Give every line of the data again, exactly.

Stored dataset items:
━━━

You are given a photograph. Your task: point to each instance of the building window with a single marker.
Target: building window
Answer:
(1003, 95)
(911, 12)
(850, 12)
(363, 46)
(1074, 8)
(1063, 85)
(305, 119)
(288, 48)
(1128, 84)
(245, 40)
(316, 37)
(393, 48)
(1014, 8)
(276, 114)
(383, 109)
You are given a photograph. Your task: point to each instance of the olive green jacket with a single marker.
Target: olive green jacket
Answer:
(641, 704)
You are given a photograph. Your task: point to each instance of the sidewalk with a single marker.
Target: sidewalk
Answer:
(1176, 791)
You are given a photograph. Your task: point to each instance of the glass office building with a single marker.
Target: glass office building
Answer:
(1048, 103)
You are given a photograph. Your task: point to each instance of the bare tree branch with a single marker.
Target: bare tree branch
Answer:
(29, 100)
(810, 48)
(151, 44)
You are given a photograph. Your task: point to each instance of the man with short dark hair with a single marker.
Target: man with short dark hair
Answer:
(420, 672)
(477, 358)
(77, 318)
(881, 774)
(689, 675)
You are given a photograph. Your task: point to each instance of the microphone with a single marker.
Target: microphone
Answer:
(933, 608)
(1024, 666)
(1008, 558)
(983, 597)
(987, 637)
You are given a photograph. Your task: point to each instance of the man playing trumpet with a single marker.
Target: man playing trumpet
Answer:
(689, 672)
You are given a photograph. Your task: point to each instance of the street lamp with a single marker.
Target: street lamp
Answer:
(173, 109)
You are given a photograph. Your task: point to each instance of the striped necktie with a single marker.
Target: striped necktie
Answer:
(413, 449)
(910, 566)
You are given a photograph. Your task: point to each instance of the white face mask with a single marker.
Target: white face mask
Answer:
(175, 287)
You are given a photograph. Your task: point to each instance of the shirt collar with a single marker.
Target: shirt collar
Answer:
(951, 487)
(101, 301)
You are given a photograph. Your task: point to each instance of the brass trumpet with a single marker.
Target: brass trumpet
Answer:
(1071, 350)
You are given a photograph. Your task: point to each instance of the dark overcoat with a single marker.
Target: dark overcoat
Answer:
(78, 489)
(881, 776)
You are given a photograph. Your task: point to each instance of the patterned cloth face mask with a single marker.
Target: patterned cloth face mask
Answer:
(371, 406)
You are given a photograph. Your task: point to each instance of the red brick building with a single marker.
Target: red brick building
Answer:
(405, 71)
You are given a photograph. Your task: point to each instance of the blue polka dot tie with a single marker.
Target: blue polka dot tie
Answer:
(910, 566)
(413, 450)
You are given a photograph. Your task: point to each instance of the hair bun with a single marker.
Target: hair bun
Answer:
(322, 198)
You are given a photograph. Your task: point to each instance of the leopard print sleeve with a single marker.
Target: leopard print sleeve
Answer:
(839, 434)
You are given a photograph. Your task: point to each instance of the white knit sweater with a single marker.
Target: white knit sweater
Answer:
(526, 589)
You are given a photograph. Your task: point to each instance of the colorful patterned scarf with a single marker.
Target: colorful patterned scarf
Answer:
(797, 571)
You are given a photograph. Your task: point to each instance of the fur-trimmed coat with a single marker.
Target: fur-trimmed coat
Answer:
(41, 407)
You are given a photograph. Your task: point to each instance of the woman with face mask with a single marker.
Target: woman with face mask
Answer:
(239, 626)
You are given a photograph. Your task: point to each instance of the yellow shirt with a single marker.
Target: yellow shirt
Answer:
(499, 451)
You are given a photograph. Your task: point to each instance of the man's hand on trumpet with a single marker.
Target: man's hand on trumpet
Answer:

━━━

__Task response__
You are given a photograph. Your task: point to each instance of the building window with a single marker.
Target: building window
Answer:
(1003, 95)
(911, 12)
(850, 12)
(363, 46)
(1074, 8)
(1063, 85)
(305, 119)
(288, 48)
(1128, 84)
(245, 40)
(316, 37)
(393, 48)
(1014, 8)
(276, 114)
(383, 109)
You are given a photograph. Your task: point to each instance of the olive green jacket with a single marker.
Target: olive green jacket
Answer:
(641, 704)
You are given a photograph. Your task: point to each instance of the sidewalk with a single marker.
Target: sidewalk
Answer:
(1176, 791)
You are given a photograph. Your task: point to each instance of the glass office building with a single marker.
Target: glass office building
Answer:
(1048, 103)
You are given a photograph. Your task: point to each instance of the bare tree branch with a single marker.
Target: bare tree branch
Answer:
(29, 100)
(810, 48)
(151, 44)
You are given a photograph. Your task: point to each instance of the man with short dark hair with a single marker.
Target: man with short dark hair
Answer:
(420, 672)
(477, 358)
(77, 318)
(881, 774)
(689, 675)
You are given a photograph. Your task: point to each instance of the microphone with a single marker.
Target: microphone
Answer:
(933, 608)
(1024, 666)
(1008, 558)
(983, 597)
(987, 637)
You are given a photograph. Your task: point to each instance of the man playing trumpet with a single marker.
Target: man playing trumpet
Answer:
(689, 672)
You are given a photograph. Your task: point to each instance of the street lamp with a single marker.
Target: street lamp
Answer:
(173, 109)
You are given a photograph. Your task: point to each instance of the striped necktie with a single marker.
Target: striped necktie
Answer:
(413, 449)
(910, 566)
You are given a photograph. Your task: point to each instance of the white face mask with a single marker.
Target: white face mask
Answer:
(175, 287)
You are given a photograph. Your task: point to each instance of the shirt collar with a single marker.
Target: shirt collar
Answer:
(951, 487)
(101, 301)
You are given a photograph. Your task: point to each instance of the brass trumpet with a single marker.
Target: brass trumpet
Answer:
(1071, 350)
You are given a photograph. Your task: point to each instance of the dark overcoat with a single marker.
Target: dark overcoat
Answer:
(78, 489)
(881, 776)
You are given a photograph. Your task: point to each instance of the patterned cloth face mask with a single marker.
Target: patterned cloth face mask
Answer:
(371, 406)
You are given a photograph. Your task: point to each instance of the red brick building with a single marker.
Target: red brick building
Answer:
(405, 71)
You are given a photograph. Your task: point to each instance of the blue polka dot tie with a single marker.
Target: blue polka dot tie
Answer:
(910, 566)
(413, 450)
You are given a photograph. Your task: point to each instance of the hair bun with a single marker.
Target: hair bun
Answer:
(322, 198)
You are given a photograph. Your task: point to each instance of the leopard print sleeve with a single marker.
Target: leopard print sleeve
Answer:
(839, 434)
You are given a photograph. Your task: point to each instance of the white knit sweater with a single marker.
Target: white knit sweater
Answer:
(526, 589)
You are given a photograph. Your task: point to each instance of the colorful patterned scarf with a single marker.
Target: colorful patterned scarf
Answer:
(797, 571)
You are given a photograph. Your task: point to each instance of the fur-trimmed coat with a single marker.
Target: fur-trimmed coat
Answer:
(41, 407)
You are given a photograph. Your task: point to each instance of the woman with face mask with a single marker.
Target: woman with face mask
Answer:
(239, 626)
You are given a photograph. Your task: point to each instance of the yellow shirt with a single marker.
Target: yellow shirt
Answer:
(499, 451)
You are given a photograph. Your task: point to each instance of the man's hand on trumpet with a single marker.
Target: man's hand on trumpet
Answer:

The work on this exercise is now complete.